-- What to produce --
Reproduce only the lines that begin at the line with "Point out the wooden floor" and run to the end of the entries; omit every picture.

- - - - - - -

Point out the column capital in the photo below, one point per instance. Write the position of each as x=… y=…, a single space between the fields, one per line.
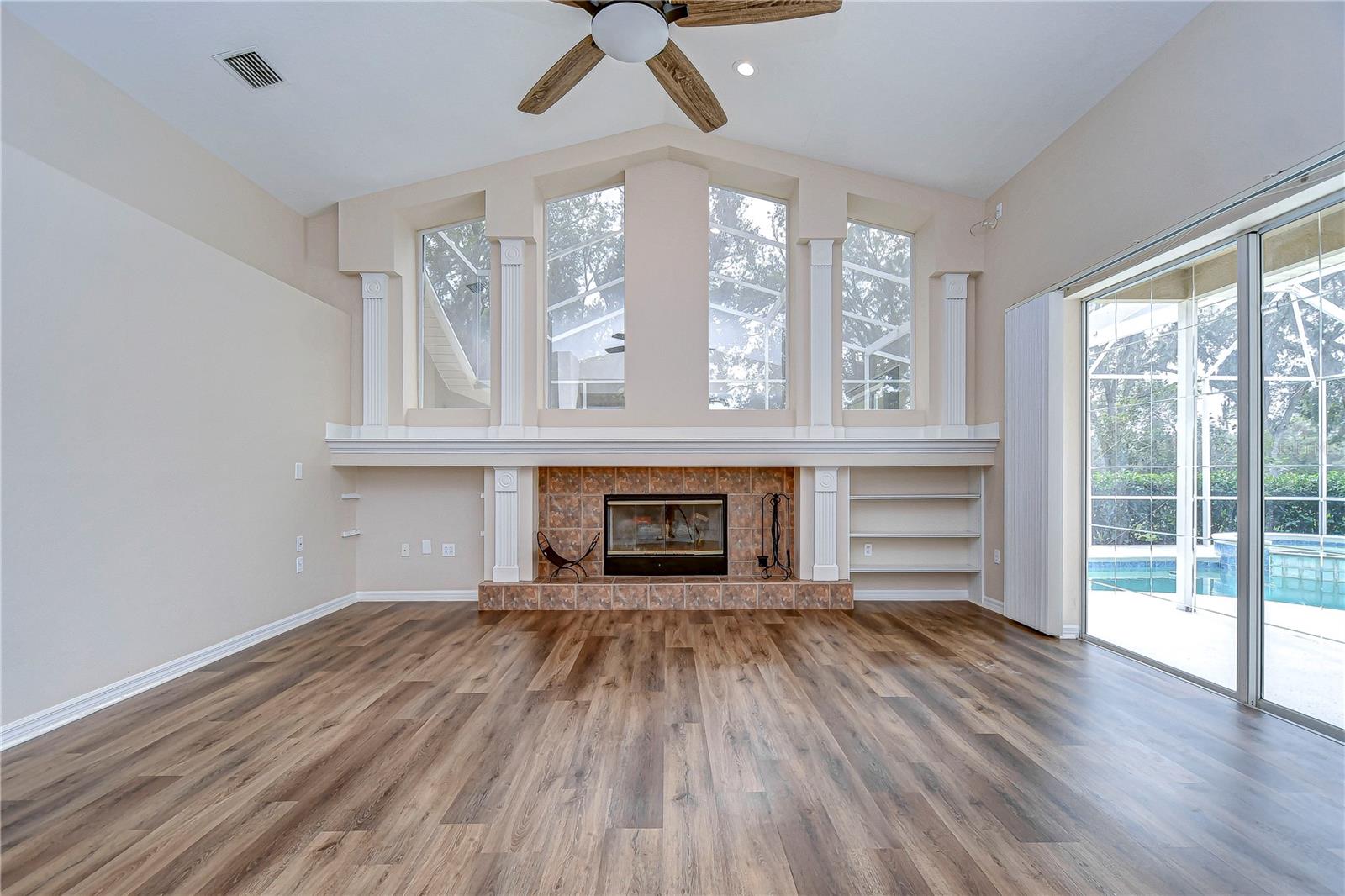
x=511 y=250
x=825 y=525
x=955 y=286
x=820 y=252
x=374 y=286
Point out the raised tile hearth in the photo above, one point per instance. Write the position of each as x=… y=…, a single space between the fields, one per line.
x=667 y=593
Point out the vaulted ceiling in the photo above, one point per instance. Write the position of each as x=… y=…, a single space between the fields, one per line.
x=957 y=96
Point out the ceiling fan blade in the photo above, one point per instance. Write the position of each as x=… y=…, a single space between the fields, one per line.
x=716 y=13
x=587 y=6
x=562 y=77
x=688 y=87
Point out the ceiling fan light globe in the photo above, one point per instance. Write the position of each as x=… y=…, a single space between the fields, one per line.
x=630 y=31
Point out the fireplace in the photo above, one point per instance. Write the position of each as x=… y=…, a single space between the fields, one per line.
x=665 y=535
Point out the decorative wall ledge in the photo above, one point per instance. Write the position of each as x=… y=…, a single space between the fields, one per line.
x=667 y=447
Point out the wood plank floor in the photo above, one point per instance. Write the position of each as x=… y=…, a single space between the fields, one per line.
x=901 y=748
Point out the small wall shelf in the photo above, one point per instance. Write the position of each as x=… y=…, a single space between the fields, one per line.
x=916 y=524
x=955 y=497
x=915 y=535
x=918 y=568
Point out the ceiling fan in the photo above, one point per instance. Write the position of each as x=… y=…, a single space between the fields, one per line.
x=638 y=31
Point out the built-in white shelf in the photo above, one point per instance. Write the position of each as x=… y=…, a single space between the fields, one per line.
x=918 y=522
x=915 y=535
x=952 y=497
x=918 y=568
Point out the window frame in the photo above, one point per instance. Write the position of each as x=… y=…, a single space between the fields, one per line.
x=1248 y=233
x=420 y=311
x=911 y=284
x=544 y=261
x=786 y=296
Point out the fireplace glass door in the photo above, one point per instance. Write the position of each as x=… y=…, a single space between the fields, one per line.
x=665 y=535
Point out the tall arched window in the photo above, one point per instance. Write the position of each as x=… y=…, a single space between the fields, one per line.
x=585 y=300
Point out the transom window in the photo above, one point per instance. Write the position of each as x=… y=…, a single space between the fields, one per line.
x=455 y=316
x=748 y=300
x=876 y=318
x=585 y=300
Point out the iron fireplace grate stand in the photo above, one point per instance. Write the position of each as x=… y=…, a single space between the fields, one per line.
x=773 y=530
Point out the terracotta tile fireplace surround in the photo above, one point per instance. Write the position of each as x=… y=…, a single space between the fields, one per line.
x=571 y=502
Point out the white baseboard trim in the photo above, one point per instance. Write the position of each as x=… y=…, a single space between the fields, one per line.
x=42 y=721
x=459 y=593
x=899 y=593
x=45 y=720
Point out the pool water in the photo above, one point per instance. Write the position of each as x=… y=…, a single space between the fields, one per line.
x=1290 y=577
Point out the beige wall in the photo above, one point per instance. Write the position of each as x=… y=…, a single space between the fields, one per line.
x=156 y=396
x=66 y=114
x=1244 y=91
x=403 y=505
x=163 y=372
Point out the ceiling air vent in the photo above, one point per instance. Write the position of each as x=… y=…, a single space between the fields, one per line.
x=249 y=67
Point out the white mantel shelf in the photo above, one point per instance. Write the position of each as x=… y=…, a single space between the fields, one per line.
x=657 y=447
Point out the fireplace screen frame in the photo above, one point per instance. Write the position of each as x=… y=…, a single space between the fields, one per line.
x=663 y=562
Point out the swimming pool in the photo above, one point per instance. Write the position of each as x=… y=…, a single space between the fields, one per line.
x=1300 y=569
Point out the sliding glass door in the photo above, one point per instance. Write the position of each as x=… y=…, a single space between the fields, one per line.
x=1163 y=486
x=1302 y=319
x=1165 y=555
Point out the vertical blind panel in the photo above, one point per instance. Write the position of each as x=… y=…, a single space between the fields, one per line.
x=1028 y=461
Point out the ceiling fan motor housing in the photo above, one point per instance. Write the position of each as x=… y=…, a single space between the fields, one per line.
x=630 y=30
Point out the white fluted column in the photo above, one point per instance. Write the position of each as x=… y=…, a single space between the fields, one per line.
x=376 y=349
x=955 y=350
x=511 y=336
x=820 y=338
x=506 y=525
x=825 y=525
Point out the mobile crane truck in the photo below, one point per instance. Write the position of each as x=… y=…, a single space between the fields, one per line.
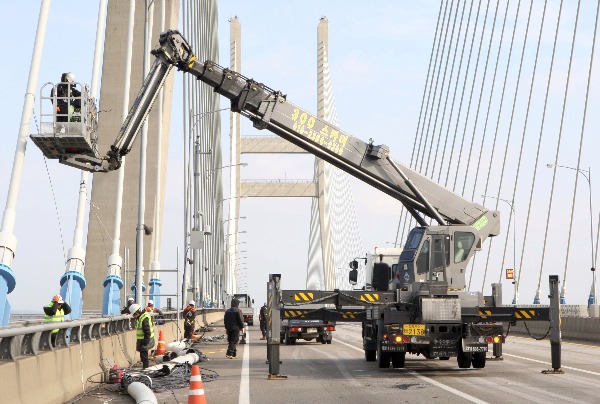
x=430 y=312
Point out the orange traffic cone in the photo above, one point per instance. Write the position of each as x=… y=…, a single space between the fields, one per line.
x=196 y=395
x=161 y=348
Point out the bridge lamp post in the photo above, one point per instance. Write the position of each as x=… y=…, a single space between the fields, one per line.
x=587 y=174
x=230 y=261
x=514 y=218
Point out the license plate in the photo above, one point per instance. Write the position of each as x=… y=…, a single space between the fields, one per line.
x=413 y=329
x=468 y=348
x=393 y=348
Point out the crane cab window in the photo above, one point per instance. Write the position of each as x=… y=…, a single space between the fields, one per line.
x=423 y=258
x=414 y=239
x=441 y=252
x=463 y=242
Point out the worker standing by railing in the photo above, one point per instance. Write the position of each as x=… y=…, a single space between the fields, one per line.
x=55 y=312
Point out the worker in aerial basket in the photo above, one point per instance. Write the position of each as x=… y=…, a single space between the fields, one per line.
x=55 y=312
x=144 y=332
x=68 y=99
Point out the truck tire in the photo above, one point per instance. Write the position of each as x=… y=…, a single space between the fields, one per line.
x=370 y=355
x=479 y=360
x=398 y=359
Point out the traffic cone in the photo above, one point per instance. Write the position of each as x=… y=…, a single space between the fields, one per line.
x=196 y=395
x=161 y=348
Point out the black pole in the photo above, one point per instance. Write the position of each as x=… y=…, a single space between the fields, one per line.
x=555 y=337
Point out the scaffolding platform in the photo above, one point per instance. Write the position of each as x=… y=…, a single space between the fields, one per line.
x=72 y=132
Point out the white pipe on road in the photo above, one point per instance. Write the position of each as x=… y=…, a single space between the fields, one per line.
x=190 y=358
x=176 y=346
x=141 y=393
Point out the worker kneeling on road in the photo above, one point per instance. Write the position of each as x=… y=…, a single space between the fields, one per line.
x=125 y=309
x=144 y=332
x=189 y=316
x=151 y=309
x=234 y=322
x=55 y=312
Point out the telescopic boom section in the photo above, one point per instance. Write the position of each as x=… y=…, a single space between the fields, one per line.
x=269 y=109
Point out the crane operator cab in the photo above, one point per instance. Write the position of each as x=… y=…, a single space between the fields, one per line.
x=436 y=257
x=68 y=120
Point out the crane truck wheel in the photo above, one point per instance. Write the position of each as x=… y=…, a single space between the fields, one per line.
x=478 y=360
x=464 y=360
x=370 y=355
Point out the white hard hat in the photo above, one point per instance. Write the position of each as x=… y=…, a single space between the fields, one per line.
x=133 y=308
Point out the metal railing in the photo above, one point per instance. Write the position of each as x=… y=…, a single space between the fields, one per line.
x=19 y=341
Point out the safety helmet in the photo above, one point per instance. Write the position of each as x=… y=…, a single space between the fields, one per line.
x=134 y=308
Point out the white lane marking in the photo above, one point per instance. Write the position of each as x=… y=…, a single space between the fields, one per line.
x=431 y=381
x=340 y=367
x=245 y=376
x=546 y=363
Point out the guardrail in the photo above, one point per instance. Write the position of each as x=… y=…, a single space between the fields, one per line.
x=22 y=341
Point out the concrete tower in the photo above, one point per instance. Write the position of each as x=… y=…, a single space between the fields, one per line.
x=100 y=227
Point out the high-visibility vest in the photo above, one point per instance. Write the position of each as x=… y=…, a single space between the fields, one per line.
x=57 y=318
x=140 y=329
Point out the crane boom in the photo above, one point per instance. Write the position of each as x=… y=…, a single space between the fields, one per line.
x=270 y=109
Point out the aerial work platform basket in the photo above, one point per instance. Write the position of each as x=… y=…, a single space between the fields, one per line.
x=68 y=124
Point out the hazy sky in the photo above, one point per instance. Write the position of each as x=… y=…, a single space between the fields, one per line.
x=379 y=55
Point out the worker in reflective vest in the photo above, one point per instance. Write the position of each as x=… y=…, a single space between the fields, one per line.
x=55 y=312
x=144 y=332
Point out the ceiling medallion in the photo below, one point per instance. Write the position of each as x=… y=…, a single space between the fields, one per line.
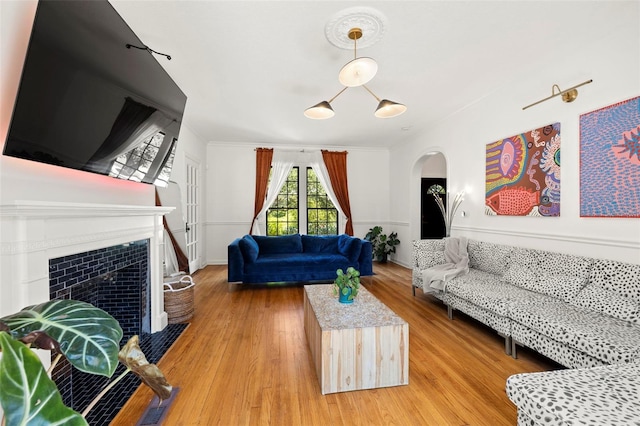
x=371 y=22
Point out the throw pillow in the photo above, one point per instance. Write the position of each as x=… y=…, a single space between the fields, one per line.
x=350 y=247
x=283 y=244
x=608 y=303
x=320 y=243
x=249 y=248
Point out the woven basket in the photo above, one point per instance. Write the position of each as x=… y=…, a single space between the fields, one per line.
x=178 y=300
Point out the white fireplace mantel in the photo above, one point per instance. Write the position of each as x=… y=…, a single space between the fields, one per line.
x=32 y=232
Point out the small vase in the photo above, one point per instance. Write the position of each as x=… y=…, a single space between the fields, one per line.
x=344 y=298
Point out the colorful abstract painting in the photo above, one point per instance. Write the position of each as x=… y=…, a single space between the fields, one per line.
x=523 y=174
x=610 y=161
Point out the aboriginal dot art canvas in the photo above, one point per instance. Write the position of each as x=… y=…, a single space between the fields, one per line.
x=523 y=174
x=610 y=161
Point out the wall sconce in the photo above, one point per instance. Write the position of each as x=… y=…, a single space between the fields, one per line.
x=568 y=95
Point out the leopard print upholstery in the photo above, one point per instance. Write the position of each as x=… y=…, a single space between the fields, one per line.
x=606 y=338
x=609 y=303
x=488 y=257
x=559 y=352
x=594 y=396
x=578 y=311
x=622 y=278
x=497 y=322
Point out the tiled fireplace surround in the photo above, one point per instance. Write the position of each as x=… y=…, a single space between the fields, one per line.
x=36 y=237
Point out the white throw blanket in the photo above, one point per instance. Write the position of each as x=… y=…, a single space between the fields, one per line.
x=456 y=264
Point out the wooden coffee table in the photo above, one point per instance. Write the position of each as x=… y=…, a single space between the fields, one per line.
x=363 y=345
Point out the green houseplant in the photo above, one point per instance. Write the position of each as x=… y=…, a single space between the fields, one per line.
x=346 y=284
x=87 y=336
x=382 y=244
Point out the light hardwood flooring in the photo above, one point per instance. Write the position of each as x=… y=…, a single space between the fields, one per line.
x=244 y=360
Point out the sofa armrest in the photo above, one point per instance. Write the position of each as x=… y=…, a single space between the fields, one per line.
x=235 y=262
x=365 y=260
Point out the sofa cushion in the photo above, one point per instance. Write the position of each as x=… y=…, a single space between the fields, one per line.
x=349 y=247
x=609 y=303
x=601 y=336
x=281 y=244
x=319 y=243
x=488 y=257
x=593 y=396
x=619 y=277
x=561 y=264
x=564 y=287
x=249 y=248
x=428 y=259
x=521 y=276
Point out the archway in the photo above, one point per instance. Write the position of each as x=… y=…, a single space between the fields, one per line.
x=429 y=176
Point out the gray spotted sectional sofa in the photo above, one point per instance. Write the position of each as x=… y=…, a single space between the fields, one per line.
x=581 y=312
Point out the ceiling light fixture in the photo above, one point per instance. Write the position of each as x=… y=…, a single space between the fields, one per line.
x=359 y=71
x=568 y=95
x=387 y=108
x=356 y=73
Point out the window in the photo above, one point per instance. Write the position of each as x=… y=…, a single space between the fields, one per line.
x=284 y=218
x=322 y=216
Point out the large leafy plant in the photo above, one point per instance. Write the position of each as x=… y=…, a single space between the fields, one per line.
x=347 y=282
x=87 y=336
x=382 y=244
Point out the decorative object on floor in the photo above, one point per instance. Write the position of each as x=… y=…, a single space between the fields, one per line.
x=568 y=95
x=359 y=21
x=383 y=245
x=523 y=174
x=346 y=285
x=87 y=336
x=610 y=161
x=179 y=298
x=449 y=214
x=157 y=410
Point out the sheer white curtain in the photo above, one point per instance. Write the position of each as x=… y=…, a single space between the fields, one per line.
x=281 y=165
x=317 y=164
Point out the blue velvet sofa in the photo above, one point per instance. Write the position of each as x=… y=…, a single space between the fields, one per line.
x=295 y=258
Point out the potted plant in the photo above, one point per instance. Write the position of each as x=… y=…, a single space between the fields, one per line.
x=346 y=284
x=382 y=245
x=87 y=336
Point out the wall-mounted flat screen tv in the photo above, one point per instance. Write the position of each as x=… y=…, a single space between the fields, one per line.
x=87 y=101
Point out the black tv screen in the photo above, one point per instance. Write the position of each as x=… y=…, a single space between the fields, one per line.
x=92 y=98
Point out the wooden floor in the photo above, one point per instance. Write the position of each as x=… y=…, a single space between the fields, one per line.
x=244 y=360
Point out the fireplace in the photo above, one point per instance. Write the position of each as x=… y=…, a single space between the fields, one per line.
x=114 y=279
x=108 y=255
x=36 y=234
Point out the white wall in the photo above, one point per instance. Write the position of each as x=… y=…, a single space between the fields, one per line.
x=613 y=64
x=230 y=181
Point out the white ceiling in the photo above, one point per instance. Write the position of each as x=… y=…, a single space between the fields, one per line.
x=250 y=68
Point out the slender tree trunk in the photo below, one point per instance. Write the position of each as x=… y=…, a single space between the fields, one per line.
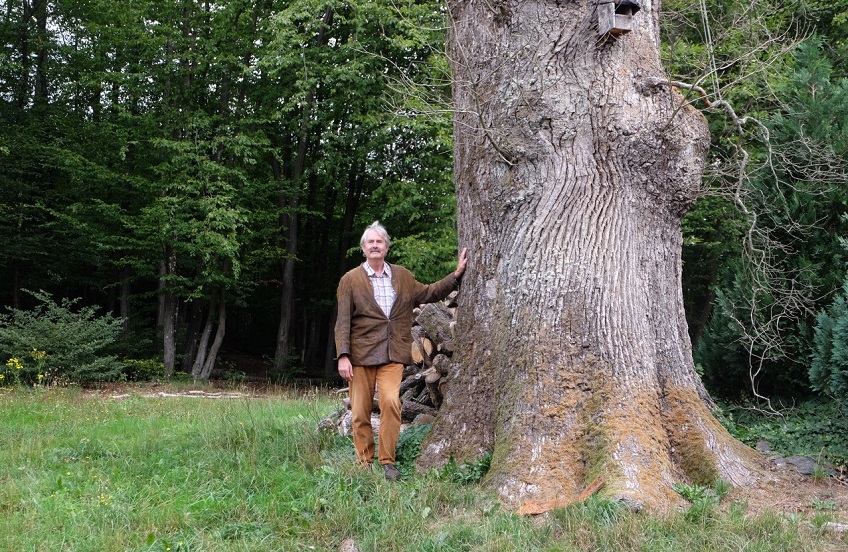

- - - - - - -

-- Answer area --
Point out the wooden floor in the photo above, one point per instance. Write the position of each as x=… y=…, a single space between the fields, one per line.
x=244 y=360
Point out the fireplace in the photo above, one point per instance. Write the position of each as x=… y=…, a single space between the fields, one per line.
x=114 y=279
x=108 y=255
x=36 y=234
Point out the white wall in the photo above, one point per instance. Write the position of each as x=… y=…, a single space between the fields, one per line.
x=613 y=64
x=230 y=181
Point out the white ceiling in the photo above, one point per instance. Write the position of each as x=… y=…, a single space between the fields, one per line.
x=250 y=68
Point out the slender tree trunk in the photo below, one point per instance. Write the position of each as x=… y=…, a single space between the fields, one per line.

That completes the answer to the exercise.